В концлагере они продолжали передавать нам еду через колючую проволоку. 3 августа родился мой брат Женя. Я спросила у мамы: как он смог родиться в таких условиях? Помогли люди, нашлась повитуха, ответила она. Нас у мамы стало трое.
Ни еды нормальной, ни одежды, какое-то тряпье, в которое заворачивали малыша. Кормить его мама не смогла - молоко исчезло. Она размачивала крохотную пайку жмыха и через тряпочку давала ее братику сосать. Если честно, мы даже хотели, чтобы он умер, но мальчик выжил вопреки невыносимым условиям. Если бы не добрые люди, рисковавшие собой, которые передавали нам еду через проволоку под током, мы бы и года не продержались. Но через два года нас ждали новые испытания.
Русский бауэр
- Заключенных начали распределять по германским бауэрам (фермерам). Нас долго не брали - кому нужна работница с тремя детьми? Но один бауэр нас пожалел. Он убедил охранников, что дети могут сортировать овощи и фрукты, которые он выращивает для солдат фюрера, значит, принесут пользу Германии. Наш будущий хозяин Михайлов заговорил с нами на чистом русском языке. Он оказался эмигрантом, уехавшим из России в 1917 году.
Если бы не он, мы бы не выжили. Но работать приходилось и днем и ночью. Мама - в поле, я, семилетняя девочка, оставалась с двумя маленькими братьями. Иногда маме удавалось достать для нас еду. Овощи или бутылку молока она прятала под мышкой. Мама была очень сильной, с детства познавшей тяжелый крестьянский труд. Она делала все, чтобы сохранить нам жизнь. Пока мама была целый день в поле, мы буквально паслись у дома: ели все что растет, в основном траву. Так продержались еще два года.
Однажды мы услышали канонаду приближавшегося фронта. В марте сорок пятого нас освободили наступавшие войска. Наши! Помню закопченное лицо советского танкиста: «Бегите отсюда - тут сейчас будет жарко»! А куда бежать с тремя детьми? Отступавшие немцы могли расстрелять нас. Мы прятались то в костеле, то в большом доме. Бегали под пулями и среди взрывов в этом хаосе, по сути между двух огней. Больше всего нас ранили слова русских солдат: «Ага, на немцев работали!» А мы так ждали этой встречи... Мама всю войну прятала зашитый в одежду советский паспорт. Его и предъявляла, когда то платформе товарняка, то на лошади добиралась с нами до города Гродно. Здесь нас забрали в фильтрационный лагерь, сделали по адресу в паспорте запрос в Татарию, в Чистополь. Когда пришло подтверждение, что мы действительно там проживали, нас отправили на родину. Мы доплыли колесным пароходом до Чистополя.

-------------------------

**Задание A**
Ответьте по тексту на три вопроса:
(i) Какого числа родился Женя?
(ii) В каком году Михайлов уехал из России?
(iii) До какого города семья доплыла колесным пароходом?

-------------------------

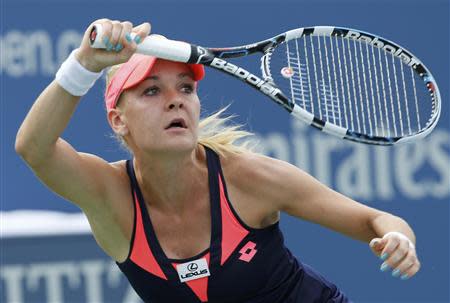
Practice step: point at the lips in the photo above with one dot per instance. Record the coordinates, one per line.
(176, 123)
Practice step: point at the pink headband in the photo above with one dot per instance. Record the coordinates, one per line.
(133, 72)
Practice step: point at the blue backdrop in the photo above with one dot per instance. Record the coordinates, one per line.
(411, 181)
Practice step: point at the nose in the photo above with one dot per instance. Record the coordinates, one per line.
(175, 104)
(175, 101)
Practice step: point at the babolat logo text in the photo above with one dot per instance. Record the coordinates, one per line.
(262, 85)
(375, 42)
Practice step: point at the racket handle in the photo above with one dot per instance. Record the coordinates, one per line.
(153, 45)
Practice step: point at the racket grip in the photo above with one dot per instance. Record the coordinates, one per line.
(153, 45)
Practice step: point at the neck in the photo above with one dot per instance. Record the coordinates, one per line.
(170, 183)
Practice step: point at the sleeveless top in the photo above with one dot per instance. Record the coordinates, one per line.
(242, 264)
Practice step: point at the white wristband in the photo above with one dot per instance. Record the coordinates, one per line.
(74, 77)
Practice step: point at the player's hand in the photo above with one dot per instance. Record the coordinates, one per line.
(117, 38)
(398, 254)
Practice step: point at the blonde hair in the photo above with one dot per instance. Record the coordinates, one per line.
(215, 131)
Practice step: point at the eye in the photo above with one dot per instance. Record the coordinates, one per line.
(187, 88)
(151, 91)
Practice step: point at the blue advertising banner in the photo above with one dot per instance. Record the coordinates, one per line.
(411, 181)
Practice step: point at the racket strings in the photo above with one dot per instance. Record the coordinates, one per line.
(353, 85)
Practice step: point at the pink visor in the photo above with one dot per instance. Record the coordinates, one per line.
(133, 72)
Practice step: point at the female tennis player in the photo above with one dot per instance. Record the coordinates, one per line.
(193, 216)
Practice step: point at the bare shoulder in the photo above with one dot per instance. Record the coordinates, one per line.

-------------------------

**Задание B**
Измените строки перечня начиная со строки, содержащей "Practice step: point at the racket strings", и до конца перечня включительно. Замените в них "pink visor" на "pink cap", остальное оставьте без изменений.

**Решение A**
(i) 3 августа.
(ii) В 1917 году.
(iii) До Чистополя.

**Решение B**
Practice step: point at the racket strings in the photo above with one dot per instance. Record the coordinates, one per line.
(353, 85)
Practice step: point at the pink cap in the photo above with one dot per instance. Record the coordinates, one per line.
(133, 72)
Practice step: point at the female tennis player in the photo above with one dot per instance. Record the coordinates, one per line.
(193, 216)
Practice step: point at the bare shoulder in the photo above with one dot per instance. Record the coordinates, one per line.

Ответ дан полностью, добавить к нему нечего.